#### Teks Pilihan
◇ ◇ ◇ ◇
ERA.id - Mantan presiden Brazil Jair Bolsonaro membantah tuduhan yang menyebut dirinya melakukan kudeta terhadap pemerintah. Dia menegaskan dirinya dipersekusi tanpa henti meski sudah tidak menjabat sebagai kepala negara.
"Saya meninggalkan pemerintahan lebih dari setahun lalu dan saya masih dipersekusi tanpa henti,” kata Bolsonaro, dikutip Antara, Jumat (9/2/2024).
Hakim Mahkamah Agung Alexandre de Moraes yang memimpin penyelidikan mengatakan Bolsonaro menerima rancangan dekret yang disiapkan ajudannya untuk membatalkan hasil pemilihan presiden 2022. Ia juga disebut telah mengeluarkan surat perintah penangkapan terhadap Moraes dan hakim sejawatnya, Gilmar Mendes, serta Ketua Senat Rodrigo Pacheco pada November 2022, satu bulan setelah pemilihan.
Menurut pernyataan polisi, Bolsonaro kemudian menggelar pertemuan dengan para komandan militer dan menekan mereka untuk bergabung dalam kudeta.
Dari hasil pemeriksaan, empat orang ditangkap dan 33 surat perintah penangkapan dikeluarkan pada Kamis sebagai bagian dari penyelidikan tersebut.
◇ ◇ ◇ ◇
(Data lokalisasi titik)
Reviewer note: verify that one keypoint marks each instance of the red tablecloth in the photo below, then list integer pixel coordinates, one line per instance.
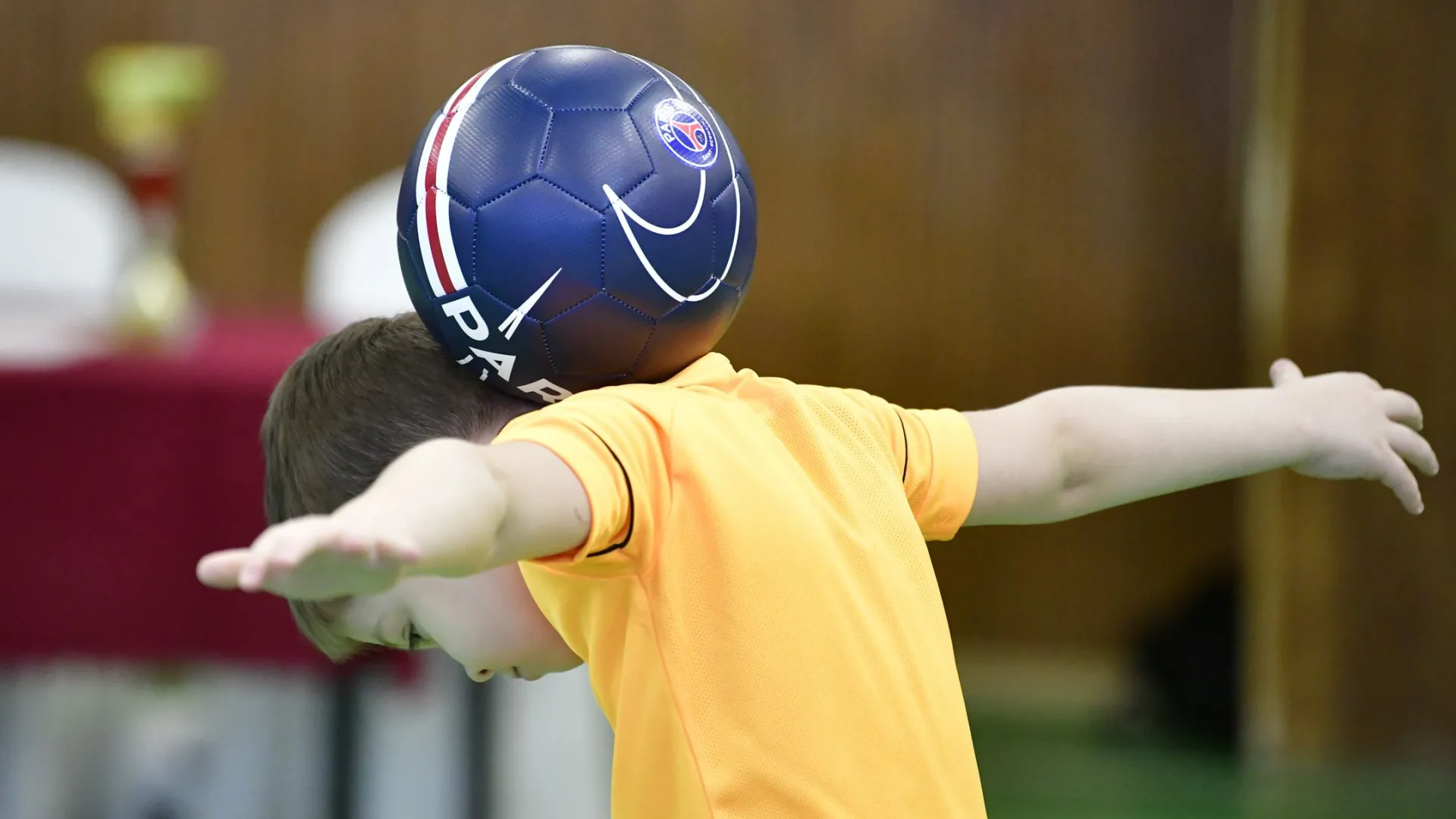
(115, 475)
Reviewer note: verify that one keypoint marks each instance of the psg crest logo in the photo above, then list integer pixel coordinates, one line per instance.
(686, 133)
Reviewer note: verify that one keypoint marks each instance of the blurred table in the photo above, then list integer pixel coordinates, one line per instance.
(118, 474)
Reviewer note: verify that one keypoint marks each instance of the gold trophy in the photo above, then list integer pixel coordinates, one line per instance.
(145, 95)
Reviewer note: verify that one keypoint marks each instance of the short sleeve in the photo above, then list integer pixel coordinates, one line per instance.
(617, 450)
(941, 469)
(935, 453)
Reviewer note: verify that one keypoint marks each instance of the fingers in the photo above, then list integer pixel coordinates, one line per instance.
(220, 570)
(303, 557)
(1401, 482)
(1402, 409)
(1414, 449)
(1285, 372)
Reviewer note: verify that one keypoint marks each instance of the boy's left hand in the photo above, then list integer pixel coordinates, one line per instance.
(1356, 428)
(310, 558)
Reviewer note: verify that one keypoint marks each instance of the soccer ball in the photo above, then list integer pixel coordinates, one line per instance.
(576, 218)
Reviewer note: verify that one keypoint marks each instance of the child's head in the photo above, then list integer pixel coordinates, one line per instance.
(347, 409)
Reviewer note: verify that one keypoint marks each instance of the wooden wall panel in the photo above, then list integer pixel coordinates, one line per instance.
(962, 202)
(1356, 617)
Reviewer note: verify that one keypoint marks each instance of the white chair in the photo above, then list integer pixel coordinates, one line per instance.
(353, 268)
(67, 228)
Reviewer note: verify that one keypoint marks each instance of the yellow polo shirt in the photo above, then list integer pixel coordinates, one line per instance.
(755, 601)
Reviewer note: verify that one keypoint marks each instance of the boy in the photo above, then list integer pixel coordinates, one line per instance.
(739, 560)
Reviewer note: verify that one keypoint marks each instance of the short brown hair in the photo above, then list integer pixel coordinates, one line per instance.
(348, 407)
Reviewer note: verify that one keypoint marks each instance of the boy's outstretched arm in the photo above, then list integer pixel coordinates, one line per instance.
(446, 507)
(1074, 450)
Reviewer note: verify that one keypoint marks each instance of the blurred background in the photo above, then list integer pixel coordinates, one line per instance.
(963, 203)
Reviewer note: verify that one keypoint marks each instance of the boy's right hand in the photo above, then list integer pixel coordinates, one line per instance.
(310, 558)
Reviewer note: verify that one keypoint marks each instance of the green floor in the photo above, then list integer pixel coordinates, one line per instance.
(1046, 770)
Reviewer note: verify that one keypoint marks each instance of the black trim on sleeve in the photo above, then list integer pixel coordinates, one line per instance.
(905, 471)
(631, 503)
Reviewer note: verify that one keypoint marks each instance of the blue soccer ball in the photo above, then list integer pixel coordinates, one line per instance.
(576, 218)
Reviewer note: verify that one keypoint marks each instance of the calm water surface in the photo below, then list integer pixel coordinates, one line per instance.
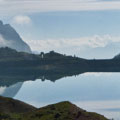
(95, 92)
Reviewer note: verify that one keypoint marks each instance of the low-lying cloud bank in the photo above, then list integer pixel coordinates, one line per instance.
(82, 43)
(8, 7)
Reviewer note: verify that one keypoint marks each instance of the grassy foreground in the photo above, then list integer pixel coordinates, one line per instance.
(11, 109)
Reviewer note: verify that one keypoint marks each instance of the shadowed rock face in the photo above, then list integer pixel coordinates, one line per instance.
(59, 111)
(8, 105)
(10, 38)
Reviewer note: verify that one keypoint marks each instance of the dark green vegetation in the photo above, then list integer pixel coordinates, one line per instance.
(11, 109)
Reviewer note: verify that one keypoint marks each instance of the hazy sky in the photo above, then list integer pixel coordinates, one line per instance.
(66, 26)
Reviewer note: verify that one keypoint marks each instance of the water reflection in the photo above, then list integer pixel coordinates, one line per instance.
(10, 91)
(97, 92)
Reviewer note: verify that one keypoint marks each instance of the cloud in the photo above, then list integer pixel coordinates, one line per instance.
(9, 7)
(21, 19)
(72, 44)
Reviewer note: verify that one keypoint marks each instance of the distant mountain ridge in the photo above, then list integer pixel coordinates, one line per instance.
(10, 38)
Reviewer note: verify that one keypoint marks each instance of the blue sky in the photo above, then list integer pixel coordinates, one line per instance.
(66, 26)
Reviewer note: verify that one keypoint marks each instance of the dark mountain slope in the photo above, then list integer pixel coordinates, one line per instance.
(10, 109)
(9, 105)
(10, 38)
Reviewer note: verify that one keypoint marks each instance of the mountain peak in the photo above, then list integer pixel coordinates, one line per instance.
(10, 38)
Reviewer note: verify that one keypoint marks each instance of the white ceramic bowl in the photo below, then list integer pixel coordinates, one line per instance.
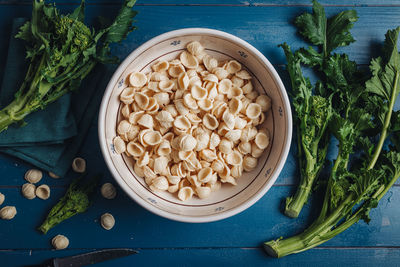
(229, 200)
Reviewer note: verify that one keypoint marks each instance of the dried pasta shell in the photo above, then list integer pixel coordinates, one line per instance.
(256, 151)
(235, 105)
(134, 149)
(175, 70)
(204, 175)
(188, 60)
(198, 92)
(137, 79)
(119, 145)
(205, 104)
(214, 141)
(166, 85)
(253, 111)
(229, 119)
(243, 74)
(262, 140)
(234, 158)
(224, 86)
(233, 66)
(209, 62)
(152, 138)
(146, 121)
(264, 101)
(127, 95)
(221, 73)
(244, 148)
(43, 191)
(159, 184)
(79, 165)
(225, 146)
(190, 102)
(141, 100)
(160, 66)
(195, 48)
(235, 91)
(185, 193)
(249, 163)
(203, 192)
(183, 80)
(211, 78)
(210, 122)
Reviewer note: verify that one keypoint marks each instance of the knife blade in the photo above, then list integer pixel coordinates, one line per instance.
(88, 258)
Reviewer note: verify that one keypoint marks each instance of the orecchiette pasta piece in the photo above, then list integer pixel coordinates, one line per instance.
(43, 191)
(247, 88)
(108, 191)
(119, 145)
(203, 191)
(261, 140)
(225, 146)
(138, 170)
(175, 70)
(233, 135)
(188, 60)
(264, 101)
(160, 66)
(125, 111)
(127, 95)
(190, 102)
(185, 193)
(233, 66)
(8, 212)
(195, 48)
(159, 184)
(224, 86)
(210, 122)
(221, 73)
(198, 92)
(107, 221)
(244, 148)
(79, 165)
(28, 190)
(144, 159)
(253, 111)
(209, 62)
(235, 91)
(183, 80)
(214, 141)
(234, 158)
(229, 119)
(235, 105)
(137, 79)
(173, 188)
(33, 176)
(160, 165)
(60, 242)
(249, 163)
(152, 138)
(237, 81)
(134, 149)
(208, 155)
(141, 100)
(146, 121)
(237, 171)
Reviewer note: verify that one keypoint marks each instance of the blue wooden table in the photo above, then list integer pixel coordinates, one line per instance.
(235, 241)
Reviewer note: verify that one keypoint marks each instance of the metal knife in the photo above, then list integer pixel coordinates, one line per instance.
(87, 258)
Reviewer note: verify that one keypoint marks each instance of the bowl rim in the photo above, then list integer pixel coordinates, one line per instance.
(103, 144)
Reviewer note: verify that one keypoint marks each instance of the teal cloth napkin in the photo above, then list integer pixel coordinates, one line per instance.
(53, 136)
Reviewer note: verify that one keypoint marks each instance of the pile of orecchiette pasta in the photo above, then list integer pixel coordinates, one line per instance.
(190, 124)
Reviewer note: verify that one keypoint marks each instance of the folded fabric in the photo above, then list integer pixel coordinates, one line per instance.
(55, 149)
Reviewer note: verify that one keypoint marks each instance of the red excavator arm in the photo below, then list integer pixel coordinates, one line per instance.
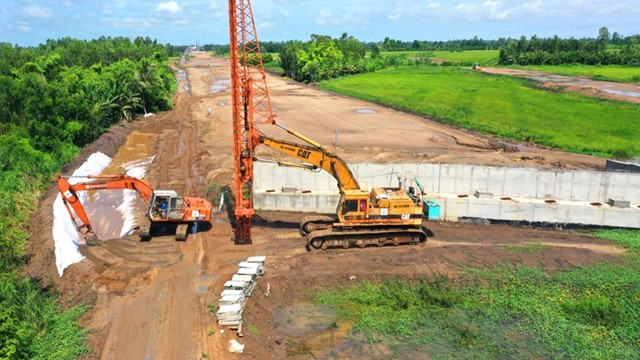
◇ ◇ ◇ ◇
#### Soal Latihan
A. Salin dengan tepat bagian teks tentang Bolsonaro, dimulai dari "Hakim Mahkamah Agung" dan berlanjut hingga "bergabung dalam kudeta.".
B. Menurut teks tentang Bolsonaro, siapa yang memimpin penyelidikan?
C. Ringkas paragraf dalam teks tentang Bolsonaro yang diawali "ERA.id - Mantan presiden Brazil Jair Bolsonaro membantah" menjadi satu kalimat pendek tanpa menghilangkan fakta utamanya.
Baris-baris data di atas tidak berkaitan dengan teks tentang Bolsonaro.

#### Jawaban Soal
A.
Hakim Mahkamah Agung Alexandre de Moraes yang memimpin penyelidikan mengatakan Bolsonaro menerima rancangan dekret yang disiapkan ajudannya untuk membatalkan hasil pemilihan presiden 2022. Ia juga disebut telah mengeluarkan surat perintah penangkapan terhadap Moraes dan hakim sejawatnya, Gilmar Mendes, serta Ketua Senat Rodrigo Pacheco pada November 2022, satu bulan setelah pemilihan.
Menurut pernyataan polisi, Bolsonaro kemudian menggelar pertemuan dengan para komandan militer dan menekan mereka untuk bergabung dalam kudeta.

B. Hakim Mahkamah Agung Alexandre de Moraes.

C. Mantan presiden Brazil Jair Bolsonaro menyangkal tuduhan kudeta dan mengaku terus dipersekusi meski tak lagi menjabat kepala negara.